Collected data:
╭──

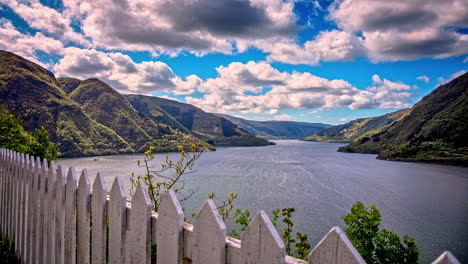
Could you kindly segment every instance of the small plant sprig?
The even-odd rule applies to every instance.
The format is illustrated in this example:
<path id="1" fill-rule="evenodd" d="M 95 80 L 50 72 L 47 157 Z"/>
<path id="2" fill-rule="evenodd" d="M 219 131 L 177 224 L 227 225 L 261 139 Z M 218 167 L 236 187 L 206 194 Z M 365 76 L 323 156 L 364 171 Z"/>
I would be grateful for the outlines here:
<path id="1" fill-rule="evenodd" d="M 146 173 L 144 176 L 135 176 L 135 174 L 132 173 L 130 178 L 130 193 L 133 195 L 138 185 L 143 183 L 147 188 L 153 210 L 157 211 L 161 199 L 168 190 L 172 189 L 176 194 L 182 196 L 182 198 L 179 199 L 181 203 L 189 199 L 197 191 L 197 189 L 195 189 L 189 190 L 188 193 L 183 193 L 185 189 L 185 179 L 183 176 L 194 172 L 193 166 L 195 161 L 200 158 L 203 150 L 199 149 L 195 144 L 190 145 L 190 151 L 185 151 L 183 146 L 178 146 L 180 153 L 179 159 L 174 161 L 169 158 L 169 155 L 166 155 L 165 162 L 161 164 L 160 169 L 154 169 L 153 166 L 149 164 L 156 157 L 154 150 L 155 147 L 150 146 L 148 150 L 145 151 L 143 164 L 140 160 L 137 161 L 137 165 L 141 168 L 145 168 Z"/>
<path id="2" fill-rule="evenodd" d="M 292 220 L 292 217 L 295 211 L 296 209 L 292 207 L 283 208 L 283 209 L 275 209 L 272 211 L 273 218 L 271 222 L 278 229 L 279 228 L 278 220 L 280 219 L 284 226 L 282 229 L 282 233 L 283 233 L 282 238 L 286 247 L 286 253 L 288 255 L 293 255 L 292 246 L 294 245 L 295 255 L 301 259 L 306 259 L 307 254 L 309 253 L 309 250 L 311 248 L 311 245 L 308 241 L 309 240 L 308 235 L 302 234 L 299 232 L 296 233 L 296 238 L 294 238 L 292 235 L 293 227 L 294 227 L 294 222 Z"/>

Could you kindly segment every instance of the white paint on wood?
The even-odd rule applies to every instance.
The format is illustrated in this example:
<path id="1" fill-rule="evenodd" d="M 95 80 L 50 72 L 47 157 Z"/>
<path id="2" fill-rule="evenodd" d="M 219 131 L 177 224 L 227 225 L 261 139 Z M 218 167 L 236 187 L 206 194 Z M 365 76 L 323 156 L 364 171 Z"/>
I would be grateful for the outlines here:
<path id="1" fill-rule="evenodd" d="M 183 227 L 183 257 L 192 259 L 192 245 L 193 245 L 193 225 L 189 223 L 184 223 Z"/>
<path id="2" fill-rule="evenodd" d="M 31 188 L 32 188 L 32 181 L 33 181 L 33 168 L 34 168 L 34 160 L 29 155 L 26 155 L 28 168 L 27 173 L 28 176 L 26 178 L 26 211 L 25 211 L 25 236 L 24 236 L 24 243 L 25 243 L 25 251 L 24 251 L 24 259 L 30 263 L 31 261 L 31 238 L 32 238 L 32 226 L 31 226 Z"/>
<path id="3" fill-rule="evenodd" d="M 47 179 L 47 261 L 46 263 L 55 263 L 55 185 L 57 181 L 57 167 L 55 161 L 50 162 L 49 177 Z"/>
<path id="4" fill-rule="evenodd" d="M 59 164 L 55 184 L 55 263 L 65 262 L 65 167 Z"/>
<path id="5" fill-rule="evenodd" d="M 232 237 L 226 239 L 226 264 L 241 263 L 241 241 Z"/>
<path id="6" fill-rule="evenodd" d="M 309 254 L 309 263 L 365 264 L 366 262 L 341 228 L 335 226 Z"/>
<path id="7" fill-rule="evenodd" d="M 13 241 L 18 241 L 18 228 L 19 228 L 19 186 L 20 183 L 18 179 L 20 177 L 21 169 L 21 155 L 15 153 L 15 172 L 14 172 L 14 181 L 12 182 L 12 191 L 13 191 Z M 17 253 L 17 252 L 16 252 Z"/>
<path id="8" fill-rule="evenodd" d="M 65 264 L 76 263 L 76 173 L 70 167 L 65 187 Z"/>
<path id="9" fill-rule="evenodd" d="M 21 167 L 21 173 L 19 177 L 19 229 L 18 229 L 18 240 L 16 241 L 16 244 L 18 246 L 18 252 L 19 252 L 19 257 L 21 259 L 24 259 L 24 227 L 25 227 L 25 222 L 24 222 L 24 217 L 25 217 L 25 201 L 26 201 L 26 181 L 25 177 L 27 176 L 26 174 L 26 169 L 27 169 L 27 163 L 26 163 L 26 156 L 21 155 L 22 159 L 22 167 Z"/>
<path id="10" fill-rule="evenodd" d="M 125 263 L 127 232 L 127 194 L 120 177 L 116 177 L 109 200 L 109 263 Z"/>
<path id="11" fill-rule="evenodd" d="M 151 201 L 140 183 L 132 197 L 132 210 L 128 218 L 126 245 L 127 263 L 151 263 Z M 165 262 L 159 262 L 165 263 Z"/>
<path id="12" fill-rule="evenodd" d="M 32 218 L 32 255 L 31 259 L 33 260 L 33 263 L 39 263 L 39 234 L 38 234 L 38 229 L 39 229 L 39 181 L 41 177 L 41 161 L 38 157 L 36 157 L 34 161 L 34 174 L 33 174 L 33 184 L 32 184 L 32 201 L 31 201 L 31 218 Z"/>
<path id="13" fill-rule="evenodd" d="M 207 200 L 193 224 L 193 264 L 226 262 L 226 225 L 212 200 Z"/>
<path id="14" fill-rule="evenodd" d="M 5 195 L 5 188 L 3 187 L 5 183 L 5 173 L 4 173 L 4 168 L 5 168 L 5 149 L 1 148 L 0 149 L 0 235 L 4 235 L 3 233 L 3 215 L 4 215 L 4 210 L 5 210 L 5 205 L 3 204 L 3 195 Z"/>
<path id="15" fill-rule="evenodd" d="M 107 188 L 104 177 L 98 172 L 93 184 L 91 196 L 91 263 L 106 261 L 106 221 L 107 221 Z"/>
<path id="16" fill-rule="evenodd" d="M 450 251 L 445 251 L 432 264 L 461 264 Z"/>
<path id="17" fill-rule="evenodd" d="M 88 171 L 81 172 L 78 190 L 76 192 L 77 217 L 76 217 L 76 262 L 77 264 L 90 263 L 90 243 L 91 237 L 91 181 Z"/>
<path id="18" fill-rule="evenodd" d="M 38 208 L 38 228 L 37 228 L 37 235 L 38 235 L 38 263 L 47 263 L 46 262 L 46 249 L 47 245 L 46 239 L 45 239 L 45 225 L 47 224 L 46 221 L 44 221 L 45 218 L 45 212 L 46 212 L 46 189 L 45 189 L 45 184 L 47 181 L 47 177 L 49 176 L 49 167 L 47 165 L 47 160 L 43 159 L 42 164 L 41 164 L 41 174 L 39 176 L 39 181 L 38 181 L 38 192 L 37 192 L 37 208 Z"/>
<path id="19" fill-rule="evenodd" d="M 285 246 L 264 211 L 241 234 L 241 263 L 285 263 Z"/>
<path id="20" fill-rule="evenodd" d="M 183 223 L 182 207 L 175 193 L 169 190 L 161 199 L 158 210 L 157 263 L 180 264 L 182 262 Z"/>

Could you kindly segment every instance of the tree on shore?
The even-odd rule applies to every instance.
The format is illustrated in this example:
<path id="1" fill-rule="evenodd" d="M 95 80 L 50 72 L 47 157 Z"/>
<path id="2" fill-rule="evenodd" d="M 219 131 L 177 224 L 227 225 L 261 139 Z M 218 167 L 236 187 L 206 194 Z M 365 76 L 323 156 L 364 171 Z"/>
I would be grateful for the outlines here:
<path id="1" fill-rule="evenodd" d="M 346 235 L 367 263 L 417 263 L 418 247 L 412 237 L 403 242 L 393 231 L 379 229 L 381 214 L 375 204 L 364 206 L 357 202 L 343 216 Z"/>
<path id="2" fill-rule="evenodd" d="M 48 131 L 41 127 L 31 135 L 21 123 L 19 117 L 5 105 L 0 105 L 0 147 L 40 157 L 41 160 L 56 160 L 57 148 L 50 142 Z"/>

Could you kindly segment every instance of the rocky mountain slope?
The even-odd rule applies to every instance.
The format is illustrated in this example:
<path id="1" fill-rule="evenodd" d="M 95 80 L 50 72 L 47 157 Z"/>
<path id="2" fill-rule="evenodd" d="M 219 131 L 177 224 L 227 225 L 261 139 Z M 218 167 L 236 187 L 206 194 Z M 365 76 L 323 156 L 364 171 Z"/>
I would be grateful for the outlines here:
<path id="1" fill-rule="evenodd" d="M 381 131 L 363 135 L 345 152 L 381 159 L 468 165 L 468 73 L 437 87 L 410 112 Z"/>
<path id="2" fill-rule="evenodd" d="M 52 72 L 0 51 L 0 104 L 20 116 L 32 132 L 44 126 L 63 156 L 131 152 L 112 129 L 90 118 L 59 87 Z"/>
<path id="3" fill-rule="evenodd" d="M 125 95 L 138 111 L 156 122 L 166 122 L 215 146 L 256 146 L 270 143 L 239 128 L 229 120 L 174 100 Z"/>
<path id="4" fill-rule="evenodd" d="M 355 119 L 346 124 L 325 128 L 311 136 L 304 138 L 304 140 L 349 143 L 366 133 L 372 133 L 389 126 L 408 113 L 409 109 L 403 109 L 382 116 Z"/>

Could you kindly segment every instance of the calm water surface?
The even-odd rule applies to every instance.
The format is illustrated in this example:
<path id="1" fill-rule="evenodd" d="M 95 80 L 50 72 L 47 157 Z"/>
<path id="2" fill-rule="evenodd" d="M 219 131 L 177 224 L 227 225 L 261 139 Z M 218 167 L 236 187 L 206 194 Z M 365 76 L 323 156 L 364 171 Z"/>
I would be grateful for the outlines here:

╰──

◆ EXERCISE BRIEF ◆
Wherever the string "kindly" appears in the entries above, return the line it appears on.

◆ SOLVED PROBLEM ◆
Could you kindly segment every instance of the small plant sprig?
Could you kindly segment every instance of the white paint on wood?
Could you kindly segment every instance of the tree on shore?
Could you kindly segment every instance of the rocky mountain slope?
Could you kindly segment every instance of the calm water surface?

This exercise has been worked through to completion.